──────── STORED DATA
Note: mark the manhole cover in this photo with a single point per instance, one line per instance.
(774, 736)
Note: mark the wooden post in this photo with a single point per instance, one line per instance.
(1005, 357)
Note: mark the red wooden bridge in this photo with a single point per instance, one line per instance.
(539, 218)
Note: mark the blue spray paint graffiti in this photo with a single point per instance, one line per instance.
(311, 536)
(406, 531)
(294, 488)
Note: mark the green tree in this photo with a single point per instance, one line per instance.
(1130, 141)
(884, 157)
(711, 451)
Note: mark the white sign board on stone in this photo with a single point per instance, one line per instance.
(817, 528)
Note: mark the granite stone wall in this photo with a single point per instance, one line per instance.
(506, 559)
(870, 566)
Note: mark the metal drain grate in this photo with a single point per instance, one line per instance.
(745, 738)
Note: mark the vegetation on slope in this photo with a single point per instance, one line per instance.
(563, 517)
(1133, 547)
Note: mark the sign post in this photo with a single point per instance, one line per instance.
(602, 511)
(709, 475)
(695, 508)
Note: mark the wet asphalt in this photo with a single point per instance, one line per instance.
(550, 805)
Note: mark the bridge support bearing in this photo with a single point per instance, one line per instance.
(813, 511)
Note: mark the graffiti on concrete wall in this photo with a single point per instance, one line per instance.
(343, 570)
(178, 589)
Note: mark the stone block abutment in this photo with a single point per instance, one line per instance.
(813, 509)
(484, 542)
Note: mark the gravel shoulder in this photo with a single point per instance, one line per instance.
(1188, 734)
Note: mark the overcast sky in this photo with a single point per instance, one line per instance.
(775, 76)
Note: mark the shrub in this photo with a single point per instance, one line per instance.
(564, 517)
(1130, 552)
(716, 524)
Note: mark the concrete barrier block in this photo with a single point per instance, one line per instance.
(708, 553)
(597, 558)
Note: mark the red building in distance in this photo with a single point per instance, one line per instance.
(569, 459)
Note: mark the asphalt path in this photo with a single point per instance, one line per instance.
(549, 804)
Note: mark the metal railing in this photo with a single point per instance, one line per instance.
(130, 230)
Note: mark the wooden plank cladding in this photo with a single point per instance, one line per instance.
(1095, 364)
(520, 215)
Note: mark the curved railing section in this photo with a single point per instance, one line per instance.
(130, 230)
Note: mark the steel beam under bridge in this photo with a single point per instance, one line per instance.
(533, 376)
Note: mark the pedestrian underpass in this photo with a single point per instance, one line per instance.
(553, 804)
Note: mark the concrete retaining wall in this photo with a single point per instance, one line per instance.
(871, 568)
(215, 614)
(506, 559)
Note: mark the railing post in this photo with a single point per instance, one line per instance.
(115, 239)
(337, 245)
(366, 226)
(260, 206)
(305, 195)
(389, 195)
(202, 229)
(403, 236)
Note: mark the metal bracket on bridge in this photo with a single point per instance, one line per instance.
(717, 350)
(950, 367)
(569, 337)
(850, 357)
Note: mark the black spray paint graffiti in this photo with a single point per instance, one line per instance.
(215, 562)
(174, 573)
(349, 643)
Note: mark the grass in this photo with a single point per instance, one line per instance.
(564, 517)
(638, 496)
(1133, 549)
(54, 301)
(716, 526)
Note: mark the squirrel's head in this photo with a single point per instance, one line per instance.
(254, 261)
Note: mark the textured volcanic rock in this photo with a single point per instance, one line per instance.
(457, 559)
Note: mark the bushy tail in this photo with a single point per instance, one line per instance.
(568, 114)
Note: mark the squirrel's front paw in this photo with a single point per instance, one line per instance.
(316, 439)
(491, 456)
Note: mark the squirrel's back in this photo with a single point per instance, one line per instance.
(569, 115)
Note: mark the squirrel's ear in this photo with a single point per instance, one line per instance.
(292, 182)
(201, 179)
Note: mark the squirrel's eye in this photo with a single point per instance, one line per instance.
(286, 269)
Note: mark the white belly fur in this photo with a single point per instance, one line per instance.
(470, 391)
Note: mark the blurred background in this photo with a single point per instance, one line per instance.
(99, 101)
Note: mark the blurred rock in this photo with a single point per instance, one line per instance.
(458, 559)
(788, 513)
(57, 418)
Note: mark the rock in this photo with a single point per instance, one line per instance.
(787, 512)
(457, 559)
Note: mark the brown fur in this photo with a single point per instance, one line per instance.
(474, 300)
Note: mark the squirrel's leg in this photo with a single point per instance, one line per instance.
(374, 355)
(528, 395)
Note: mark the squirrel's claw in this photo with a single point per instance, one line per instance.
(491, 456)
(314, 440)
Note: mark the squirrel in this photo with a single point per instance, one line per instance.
────────────────
PROBLEM REQUIREMENTS | Exactly reproduce all of the entries above.

SOLUTION FOR THIS EXERCISE |
Note: mark the manhole cover in this photo with a single point per instance, one line per instance.
(774, 736)
Note: mark the wooden post in this photo with a single point per instance, one line per instance.
(1005, 357)
Note: mark the red wooden bridge in this photo with a single point per instance, one line per instance.
(539, 218)
Note: mark the blue spray paint graffiti in this photo with a single point per instance, one line per instance.
(311, 536)
(406, 531)
(294, 488)
Note: mark the green tree in this photo with a single point per instance, one line per instance.
(1130, 141)
(884, 157)
(711, 451)
Note: mark the white sign board on stone in this photo with a single point per instance, one line per instance.
(817, 528)
Note: mark the granite stone wall in this photo with a single point per instance, one line per instance.
(506, 559)
(870, 566)
Note: mark the metal drain grate in this photo with a single point per instance, one line per instance.
(745, 738)
Note: mark the vegetation on slope in this photo with a single point per instance, one line per instance.
(563, 517)
(1133, 547)
Note: mark the sign post in this photo with a single point per instance, one line per instance.
(602, 511)
(709, 475)
(695, 508)
Note: mark the wet asphalt in this photo with a single point per instance, one line per instance.
(550, 805)
Note: mark the bridge support bearing in this photo with a single point per instance, one line per instance.
(813, 511)
Note: mark the graffiti on concrete wall in this photo with a single point per instance, one line per instance.
(343, 570)
(178, 589)
Note: mark the stone block abutment in this photo with a single point per instance, one line per instance.
(813, 509)
(484, 542)
Note: mark the gravel shoulder in this photo with a single point per instance, one line per instance.
(1188, 734)
Note: mark the overcast sky in this photo with a single point per instance, one line per instance.
(775, 76)
Note: mark the shrub in this photo with a single point per instance, one line per instance.
(564, 517)
(1130, 552)
(716, 524)
Note: mark the concrete barrier block in this photo with a single point per instance, one line per instance.
(708, 553)
(597, 558)
Note: mark the red building in distance in this photo with a single point per instance, one line per instance.
(569, 459)
Note: mark the asphalt path in this photo with a single point per instance, one line per instance.
(549, 804)
Note: mark the metal railing in this photo with a single point per instance, one line per instance.
(130, 230)
Note: mark the wooden plank cladding in this photo with a single point per instance, one line per instance.
(1095, 364)
(520, 215)
Note: mark the curved railing section in this photo with a single point per instance, one line per instance.
(130, 230)
Note: mark the steel beam under bridge in this photo with a single point per instance, one line per instance.
(533, 376)
Note: mark the pedestrian underpass in this photo with a single point per instance, one line per instance.
(553, 804)
Note: mark the concrete retaining wall in this photo with a single point per instance, one line per instance.
(871, 568)
(215, 614)
(506, 559)
Note: mark the railing post in this photo with a single point per instance, one line per instance.
(115, 239)
(337, 245)
(366, 226)
(260, 206)
(305, 195)
(389, 195)
(202, 229)
(403, 236)
Note: mark the metal bracket on bridge in this photo with a single point per instance, one line per instance.
(717, 350)
(950, 367)
(569, 337)
(850, 357)
Note: mark the black spray paint graffiti in this photo with a single point per instance, one line per instance.
(215, 562)
(174, 573)
(349, 643)
Note: mark the grass in this photo with a single point per instance, one line per instance.
(564, 517)
(638, 496)
(1133, 549)
(54, 301)
(716, 526)
Note: mark the squirrel's head in this photo with a single point per instance, one line per instance.
(254, 261)
Note: mark the textured volcanic rock in this photo with a single point per instance, one line per instance.
(457, 559)
Note: mark the bushy tail in this photo with a single point per instance, one line per instance.
(568, 114)
Note: mark the squirrel's front paw in this photo with a single point per instance, one line per instance.
(316, 439)
(491, 456)
Note: mark the squirrel's back in this photo with a single point per instance, one line per instance.
(569, 115)
Note: mark the squirrel's ear in this photo with a single point per instance, one line per instance.
(292, 182)
(201, 179)
Note: mark the squirrel's eye in this photo with a single point per instance, one line per instance.
(286, 269)
Note: mark the white belly fur in this photo with a single point per instance, one line per instance.
(470, 391)
Note: mark the blurred background in this photo with a single point per instance, one line per instance.
(99, 101)
Note: mark the blurred rock in this photo with a single point per instance, one line per instance.
(458, 559)
(788, 513)
(57, 418)
Note: mark the rock in this photo with a single point per instance, one line per instance.
(787, 512)
(457, 559)
Note: mark the brown fur in this photo with a single point per instance, one line per instance.
(474, 300)
Note: mark the squirrel's leg in this photo with a single point per instance, one line per instance.
(374, 355)
(528, 395)
Note: mark the squirrel's claw in this photo with a single point per instance, one line per instance.
(491, 456)
(314, 440)
Note: mark the squirrel in this photo with a single point per instance, one line per instance.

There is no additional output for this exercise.